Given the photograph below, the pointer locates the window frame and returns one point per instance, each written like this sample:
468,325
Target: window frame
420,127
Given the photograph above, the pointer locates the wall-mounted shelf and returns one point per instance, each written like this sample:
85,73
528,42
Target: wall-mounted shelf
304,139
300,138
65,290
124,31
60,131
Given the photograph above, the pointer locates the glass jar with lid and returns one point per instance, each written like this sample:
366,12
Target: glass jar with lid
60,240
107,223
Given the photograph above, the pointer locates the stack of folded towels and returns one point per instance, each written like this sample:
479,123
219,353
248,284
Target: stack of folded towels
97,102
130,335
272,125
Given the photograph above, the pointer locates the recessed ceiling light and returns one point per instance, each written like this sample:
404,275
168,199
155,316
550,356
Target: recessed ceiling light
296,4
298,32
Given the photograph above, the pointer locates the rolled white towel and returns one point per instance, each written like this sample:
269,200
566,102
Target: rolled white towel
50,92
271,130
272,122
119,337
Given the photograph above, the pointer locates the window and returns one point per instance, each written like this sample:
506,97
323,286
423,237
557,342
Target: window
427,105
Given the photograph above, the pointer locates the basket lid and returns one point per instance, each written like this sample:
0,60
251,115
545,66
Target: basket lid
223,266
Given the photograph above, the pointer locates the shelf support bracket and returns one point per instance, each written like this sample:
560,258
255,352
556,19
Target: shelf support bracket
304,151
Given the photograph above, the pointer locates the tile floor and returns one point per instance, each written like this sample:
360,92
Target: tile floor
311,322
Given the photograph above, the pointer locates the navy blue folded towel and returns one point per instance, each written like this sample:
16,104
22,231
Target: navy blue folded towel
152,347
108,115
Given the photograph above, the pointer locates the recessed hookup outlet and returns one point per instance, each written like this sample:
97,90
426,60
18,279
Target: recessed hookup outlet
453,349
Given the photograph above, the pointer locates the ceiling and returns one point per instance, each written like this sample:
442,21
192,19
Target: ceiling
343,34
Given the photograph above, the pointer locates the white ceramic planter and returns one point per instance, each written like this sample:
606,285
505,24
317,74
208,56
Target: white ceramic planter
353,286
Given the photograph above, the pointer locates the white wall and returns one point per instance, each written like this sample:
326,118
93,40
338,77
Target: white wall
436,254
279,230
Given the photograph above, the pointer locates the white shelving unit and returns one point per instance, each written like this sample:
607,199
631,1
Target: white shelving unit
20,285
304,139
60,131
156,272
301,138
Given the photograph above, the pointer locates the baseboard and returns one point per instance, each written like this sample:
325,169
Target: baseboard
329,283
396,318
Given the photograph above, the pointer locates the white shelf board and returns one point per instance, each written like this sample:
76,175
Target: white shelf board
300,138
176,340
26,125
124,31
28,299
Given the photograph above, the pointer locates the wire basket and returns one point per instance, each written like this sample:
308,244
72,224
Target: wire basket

> [SHORT TASK]:
Every line from the one holding "the white shelving" through the final line of the listing must be echoed exactly; leave out all other lines.

> [TASK ANSWER]:
Given the photograph above, the pointer locates the white shelving unit and returns one point per instance, each written like this sample:
607,199
631,1
Target: white shelving unit
20,285
304,139
60,131
156,272
301,138
Given the photograph above, the pointer locates the baseboard and returns one point per instance, each written like this sample:
325,169
Target: baseboard
329,283
396,318
Given the photograph above, the pointer locates the white shelf board and returns one point per instance, each written like this sample:
76,175
Target: white shelf board
300,138
176,340
26,125
124,31
28,299
Given the photograph above, the pointer locates the wire basket and returns one point per instance, each written like this sample:
308,244
72,224
Target: wire basket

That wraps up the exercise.